February 2017 Exemplars: Poetry Reviews by Grace Cavalieri

A monthly feature that looks at books of and about poetry.

February 2017 Exemplars: Poetry Reviews by Grace Cavalieri

Cinder, New and Selected Poems by Susan Stewart. Graywolf press. 214 pages.

Andes by Tomaz Salamun, translated by Jeffrey Young and Katarina Vladimirov Young (afterword by Tobor Hrs Pandur. Black Ocean. 133 pages.

The Art of Dissolving by Donald Illich. Finishing Line Press. 25 pages.

Last Window at the Punk Hotel By Rob Cook. Rain Mountain Press. 156 pages.

300 Arguments by Sarah Manguso. Graywolf Press. 90 pages.

Let Them Eat Chaos by Kate Tempest. Bloomsbury. 72 pages.

Conversations with Lucille, A Second "Voices" Tribute, edited by Michael S. Glaser. St. Mary’s College of Maryland Press. 137 pages.


Cinder, New and Selected Poems by Susan Stewart. Graywolf press. 214 pages.

The book is separated into sections: Pine includes new poems (2009-2015); Red Rover (2008); Columbarium (winner of National Book Critics Circle Award, 2003); The Forest (1995); The Hive (1987); Yellow Stars and Ice (1981).

The best way to describe Stewart is as a surreal naturalist. In Atavistic Sonnet, among new poems, Stewart uses the page as if an uncontrollable force might disrupt at any minute. It’s so imaginative, half fairy tale, half cautionary tale, in perfect sonnet. She’s not afraid of magic and, when contained in her well known forms, she can say and do anything and make it work. A poem may begin in a traditional way so that we get comfortable in contained complexity, and then it veers into experimentation. She can move the force of meaning with unexpected dexterity. "If you were one of the travelers, the guests" (also new poem) is strong; the beginning describes tragedy, then pointillistic on the second and third pages — words careen to make the experience happen — only to land, bringing the poem home, into sensible couplets. I think Stewart is seen for her equilibrium in using everyday language for fantastic circumstances. The poet is telling us we can cause an effect and create a condition traditionally and experimentally. A simple story is then spun into more than a tale; this way, it becomes a poetic solution to make experience happen, rather than being observed. I’ve always liked the 1987 book The Hive. There’s a memorable poem there, In the Novel. It’s an enchantment, beginning: "He described her mouth as full of ashes. /so when he kissed her finally/he was thinking about ashes//and the blacker rim just below/the edge of the ashtray, /and the faint dark rim that outlined her lips, //and the lips themselves, at the limit/of darkness, farther/and far more interior..." By every definition Stewart makes poetry worthy of its place in our lives.

The Knot
 
The problem was how to begin with the end
and then it turned out there were two ends:
the end within the continuing
that, continuing, enveloped
the end. You passed yourself
coming and going, went through
one loop, then another,
what was behind drawn
through at a
slide until
it rose
before you, sprung.
Tangle like a bramble,
like a rose. Start,
start again against
the tight-
ending. A knife
could give up
on patience, but you
were born among
the dull and
kind, who wait
for Spring, and
lightening
and lightning.

* * * * * * * * *

[Problem a] Can you shift every corner coordinate in the listing by -37 and write those lines out again, requests included, beginning at the first line of the listing and stopping after the line that has "(441, 163), (550, 477)"? Leave the pictures out.
The poetry reviews and the listing are unrelated to each other.

(Data lines)
* * * * * * * * *

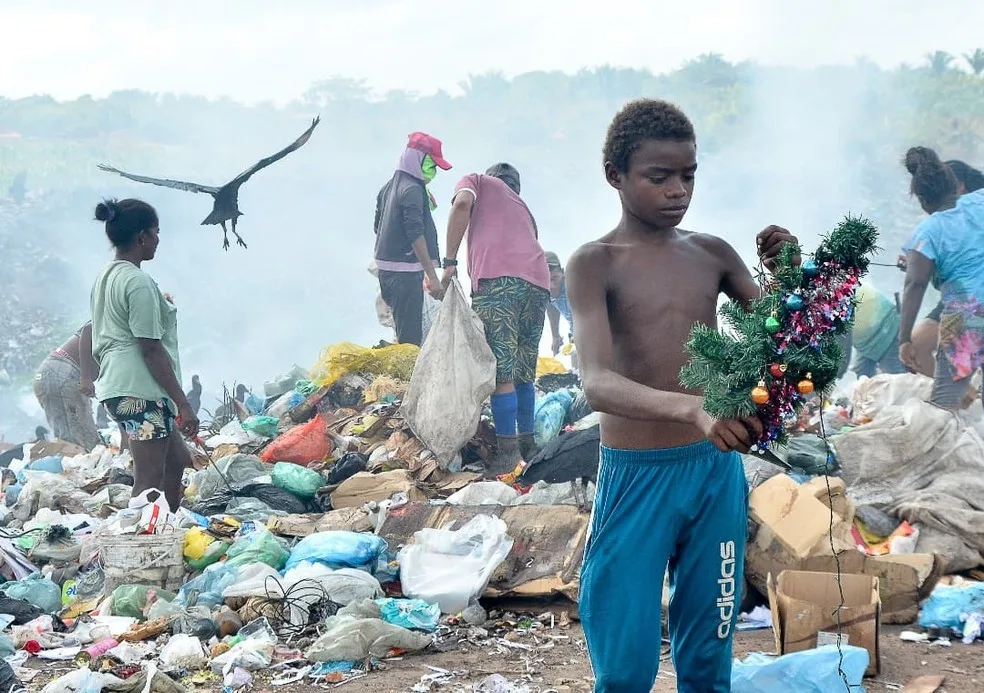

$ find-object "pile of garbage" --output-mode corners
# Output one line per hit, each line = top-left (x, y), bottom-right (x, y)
(0, 344), (597, 693)
(0, 322), (984, 693)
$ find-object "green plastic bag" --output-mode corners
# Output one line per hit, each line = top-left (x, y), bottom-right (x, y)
(113, 585), (175, 620)
(271, 462), (325, 498)
(185, 539), (232, 573)
(224, 526), (290, 570)
(0, 573), (61, 614)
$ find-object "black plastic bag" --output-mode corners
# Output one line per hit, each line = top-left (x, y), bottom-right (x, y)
(326, 452), (369, 486)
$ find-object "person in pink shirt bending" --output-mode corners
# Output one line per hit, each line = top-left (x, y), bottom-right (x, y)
(441, 164), (550, 477)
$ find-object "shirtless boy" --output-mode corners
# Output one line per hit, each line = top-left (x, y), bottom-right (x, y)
(567, 100), (796, 693)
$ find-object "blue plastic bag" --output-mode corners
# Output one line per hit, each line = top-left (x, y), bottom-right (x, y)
(27, 456), (62, 474)
(376, 599), (441, 633)
(533, 390), (574, 448)
(731, 645), (868, 693)
(919, 582), (984, 631)
(243, 392), (266, 416)
(287, 530), (387, 572)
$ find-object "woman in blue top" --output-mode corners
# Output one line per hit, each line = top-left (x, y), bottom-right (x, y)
(899, 147), (984, 409)
(899, 159), (984, 377)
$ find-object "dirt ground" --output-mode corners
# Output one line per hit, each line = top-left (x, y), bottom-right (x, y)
(308, 623), (984, 693)
(28, 608), (984, 693)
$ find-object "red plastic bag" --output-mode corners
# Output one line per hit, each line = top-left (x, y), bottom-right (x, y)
(260, 414), (334, 465)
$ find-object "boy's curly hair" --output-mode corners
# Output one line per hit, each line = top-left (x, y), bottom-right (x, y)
(602, 99), (697, 173)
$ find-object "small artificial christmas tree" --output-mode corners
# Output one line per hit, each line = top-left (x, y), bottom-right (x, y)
(680, 217), (878, 449)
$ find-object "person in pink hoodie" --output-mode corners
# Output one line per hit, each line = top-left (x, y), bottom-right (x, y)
(441, 163), (550, 477)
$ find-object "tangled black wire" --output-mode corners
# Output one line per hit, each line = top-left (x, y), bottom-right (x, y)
(254, 575), (341, 640)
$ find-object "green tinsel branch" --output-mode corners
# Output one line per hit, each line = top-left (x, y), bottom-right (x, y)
(680, 217), (878, 443)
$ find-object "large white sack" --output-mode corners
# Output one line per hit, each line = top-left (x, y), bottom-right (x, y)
(403, 279), (496, 469)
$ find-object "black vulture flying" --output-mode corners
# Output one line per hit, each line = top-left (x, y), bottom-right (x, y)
(99, 117), (321, 250)
(516, 426), (601, 512)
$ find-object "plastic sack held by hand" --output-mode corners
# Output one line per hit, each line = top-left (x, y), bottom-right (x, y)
(403, 279), (495, 469)
(397, 515), (513, 614)
(260, 414), (332, 465)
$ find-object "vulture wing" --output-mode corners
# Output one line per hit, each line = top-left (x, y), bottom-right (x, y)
(227, 116), (321, 185)
(99, 164), (219, 195)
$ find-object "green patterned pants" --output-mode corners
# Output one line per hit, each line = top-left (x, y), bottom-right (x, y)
(472, 277), (550, 384)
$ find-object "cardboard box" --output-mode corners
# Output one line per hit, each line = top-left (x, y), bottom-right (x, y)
(745, 475), (945, 623)
(748, 474), (854, 558)
(768, 570), (881, 676)
(379, 503), (591, 602)
(331, 469), (427, 510)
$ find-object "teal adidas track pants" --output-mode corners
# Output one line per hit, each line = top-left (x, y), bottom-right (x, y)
(580, 441), (748, 693)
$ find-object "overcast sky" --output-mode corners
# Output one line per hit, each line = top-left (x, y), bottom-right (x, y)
(0, 0), (984, 102)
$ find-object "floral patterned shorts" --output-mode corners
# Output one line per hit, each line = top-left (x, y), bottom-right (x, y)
(103, 397), (174, 440)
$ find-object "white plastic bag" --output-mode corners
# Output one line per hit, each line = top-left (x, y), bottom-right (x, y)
(403, 280), (495, 469)
(304, 614), (433, 662)
(397, 515), (513, 614)
(161, 633), (208, 669)
(127, 488), (178, 534)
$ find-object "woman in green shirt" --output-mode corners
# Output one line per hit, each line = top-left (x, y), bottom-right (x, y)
(91, 199), (198, 511)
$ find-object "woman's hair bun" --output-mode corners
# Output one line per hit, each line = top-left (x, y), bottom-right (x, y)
(96, 200), (116, 222)
(905, 147), (943, 176)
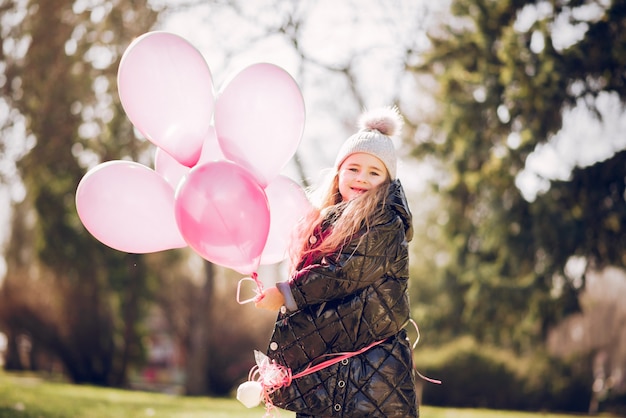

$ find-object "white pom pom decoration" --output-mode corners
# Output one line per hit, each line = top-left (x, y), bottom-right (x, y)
(237, 381), (263, 408)
(358, 107), (403, 136)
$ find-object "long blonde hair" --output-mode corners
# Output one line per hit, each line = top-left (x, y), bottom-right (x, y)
(289, 171), (391, 271)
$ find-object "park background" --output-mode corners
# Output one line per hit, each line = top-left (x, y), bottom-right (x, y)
(0, 0), (626, 414)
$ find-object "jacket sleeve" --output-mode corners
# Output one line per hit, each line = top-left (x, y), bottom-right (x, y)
(289, 216), (407, 308)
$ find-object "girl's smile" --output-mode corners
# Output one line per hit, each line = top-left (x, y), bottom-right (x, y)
(339, 152), (388, 201)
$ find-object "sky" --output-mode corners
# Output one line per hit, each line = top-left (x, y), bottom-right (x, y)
(0, 0), (626, 277)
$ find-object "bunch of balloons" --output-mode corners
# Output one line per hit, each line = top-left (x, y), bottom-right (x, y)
(76, 31), (310, 274)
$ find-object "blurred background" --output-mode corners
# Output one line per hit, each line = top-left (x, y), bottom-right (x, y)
(0, 0), (626, 414)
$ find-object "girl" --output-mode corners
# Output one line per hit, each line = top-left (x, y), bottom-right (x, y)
(256, 108), (419, 418)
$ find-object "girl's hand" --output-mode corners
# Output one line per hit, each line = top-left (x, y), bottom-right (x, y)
(254, 286), (285, 311)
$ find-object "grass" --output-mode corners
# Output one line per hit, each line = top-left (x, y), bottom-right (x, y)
(0, 372), (616, 418)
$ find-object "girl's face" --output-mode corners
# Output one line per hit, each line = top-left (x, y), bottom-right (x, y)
(338, 152), (389, 202)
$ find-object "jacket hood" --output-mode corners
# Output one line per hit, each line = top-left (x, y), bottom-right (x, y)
(386, 179), (413, 241)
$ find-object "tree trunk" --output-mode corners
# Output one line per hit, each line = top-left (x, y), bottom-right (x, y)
(185, 261), (214, 396)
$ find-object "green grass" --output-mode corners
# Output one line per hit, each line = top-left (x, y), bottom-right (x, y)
(0, 372), (616, 418)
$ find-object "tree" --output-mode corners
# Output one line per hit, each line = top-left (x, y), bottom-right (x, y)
(0, 0), (156, 385)
(408, 0), (626, 351)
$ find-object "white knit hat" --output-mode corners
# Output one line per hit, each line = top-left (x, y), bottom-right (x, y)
(335, 107), (403, 180)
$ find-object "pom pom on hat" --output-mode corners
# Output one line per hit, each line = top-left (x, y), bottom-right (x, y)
(335, 107), (402, 180)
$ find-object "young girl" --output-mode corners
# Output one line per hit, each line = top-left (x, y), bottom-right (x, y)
(256, 108), (419, 418)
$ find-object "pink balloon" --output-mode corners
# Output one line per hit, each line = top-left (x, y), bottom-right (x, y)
(175, 161), (270, 274)
(154, 126), (224, 190)
(76, 161), (187, 254)
(214, 63), (304, 187)
(261, 176), (311, 264)
(117, 31), (215, 167)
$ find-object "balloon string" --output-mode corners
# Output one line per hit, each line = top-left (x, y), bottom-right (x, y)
(402, 318), (441, 385)
(237, 272), (263, 305)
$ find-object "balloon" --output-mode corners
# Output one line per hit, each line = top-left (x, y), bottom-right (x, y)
(117, 31), (215, 167)
(261, 176), (311, 264)
(174, 161), (270, 274)
(154, 126), (224, 189)
(214, 63), (304, 187)
(76, 161), (186, 254)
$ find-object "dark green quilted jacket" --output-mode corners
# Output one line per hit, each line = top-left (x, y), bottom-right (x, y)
(267, 180), (418, 418)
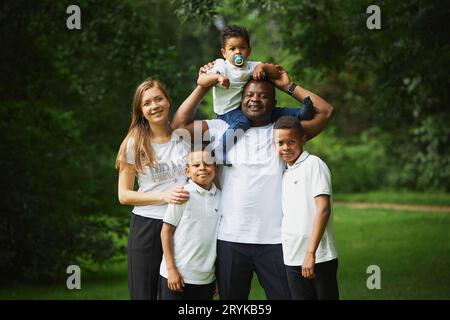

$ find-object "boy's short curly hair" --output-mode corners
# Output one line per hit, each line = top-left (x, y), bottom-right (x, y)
(220, 25), (250, 48)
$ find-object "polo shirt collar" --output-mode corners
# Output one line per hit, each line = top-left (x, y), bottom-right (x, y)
(188, 179), (217, 196)
(287, 150), (309, 170)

* * * * * * * * *

[Problem b] Could you extend the February 2017 poetry reviews beyond their final line?

[Final answer a]
$ find-object "pile of garbage" --output-mode corners
# Output one line per hit, each line = top-left (x, y), bottom-right (x, y)
(-37, 307), (560, 656)
(-37, 285), (947, 656)
$ find-object "green plastic bag" --output-mode corners
# Output one line per hit, each line = top-left (x, y), bottom-right (x, y)
(76, 548), (138, 583)
(234, 425), (288, 461)
(148, 502), (195, 536)
(187, 489), (253, 533)
(-37, 536), (24, 577)
$ find-object "black plastic bag" --output-mode corners
# Output one line per hit, each line = top-left (x, y), bottom-right (x, y)
(289, 415), (332, 449)
$ find-object "person in pink shirt bending" --output-mode corners
# Output one line per hit, each line = top-left (x, y), bottom-right (x, y)
(404, 127), (513, 440)
$ find-object "shirtless boy" --output-mode corners
# Output one line per hit, each line = top-left (x, y), bottom-right (x, y)
(530, 63), (759, 656)
$ find-object "blue plastic bag" --output-mode corners
# Output one line per hit, each line = top-left (x, y), bottom-right (x, y)
(-10, 419), (25, 437)
(339, 562), (404, 596)
(496, 353), (537, 411)
(694, 608), (831, 656)
(882, 545), (947, 594)
(206, 355), (229, 379)
(250, 493), (350, 535)
$ find-object "woman in blue top" --output-mode corners
# Output one line per hit, each line = top-left (x, y), bottom-right (x, y)
(862, 110), (947, 372)
(862, 122), (947, 340)
$ find-object "dirt ground" --output-mode corners
# Output one line per hit, each line = top-left (x, y), bottom-right (x, y)
(271, 586), (947, 656)
(-9, 571), (947, 656)
$ find-object "red plastic bag" --output-mode corners
# Output one line per hit, each line = top-left (x, y), bottom-right (x, y)
(223, 377), (297, 428)
$ find-object "boy's curly hair" --output-mode corners
# Output one line per hit, each line = top-left (x, y), bottom-right (x, y)
(565, 62), (660, 136)
$ find-object "small artificial christmas tree" --output-mode corners
# Output one line per hit, each line = top-left (x, y), bottom-right (x, y)
(643, 180), (841, 412)
$ find-object "person in pink hoodie" --output-mode corners
# Output one line per hit, each line = top-left (x, y), bottom-right (x, y)
(404, 126), (513, 440)

[Final answer b]
Andes by Tomaz Salamun, translated by Jeffrey Young and Katarina Vladimirov Young (afterword by Tobor Hrs Pandur). Black Ocean. 133 pages.

Salamun was born in 1941. He was a major European poet. In the introduction, Jeffrey Young speaks of the poet’s "mental energy" and I think it should be read with this in mind — much the way you read John Ashbury for the skeins of words connected in unlikely ways, creating a special event. The poem, Young says, is a survey of Salamun’s experience, but I see it more as entering his dream state. There are layers telling how a man can understand the world in its many differences, and these aren’t poems you dig into for "meaning;" you just have to move silently among them and glide through the gorgeous unpredictable imagery as if you’re having a delicious feast of words with Salvador Dali. Yet there are actual people here and names named. It’s amazing how much can be derived from a poem like "Breakfast With Him: "The tub is hot, /a beer swims inside it. //The sultan shuts his ears, /dives in. //A fish/split up my//ear, heart, and/belly.//I nibbled on cherries with my eyes. Wrung//the corpse of Ramanujan’s /father//still the fat dripped. /Into him. DAMN! If I don’t get a good portrait of what it felt "With Him" at breakfast.

This book’s translation occurred right before Salamun’s death so the collaboration was from a purposeful relationship. Salamun asked that words be said literally — cautioning us not to look for meanings — and I like one remark from the notes." It is the language itself that takes you into this world where rules of grammar and syntax can without warning fold in on themselves, reconfigure and like an enchanted origami creature take shape and fly away."

Horse Doesn’t Betray
 
Although I moved in pointers,
ehm, I gargled fluff. Although I rode
 
the mare, I fell. You said you are
unbearably bored. Go
 
naked on the horse. Lay yourself down on
a log. Put on linens.
 
Make corks wild. Eat up blueberries.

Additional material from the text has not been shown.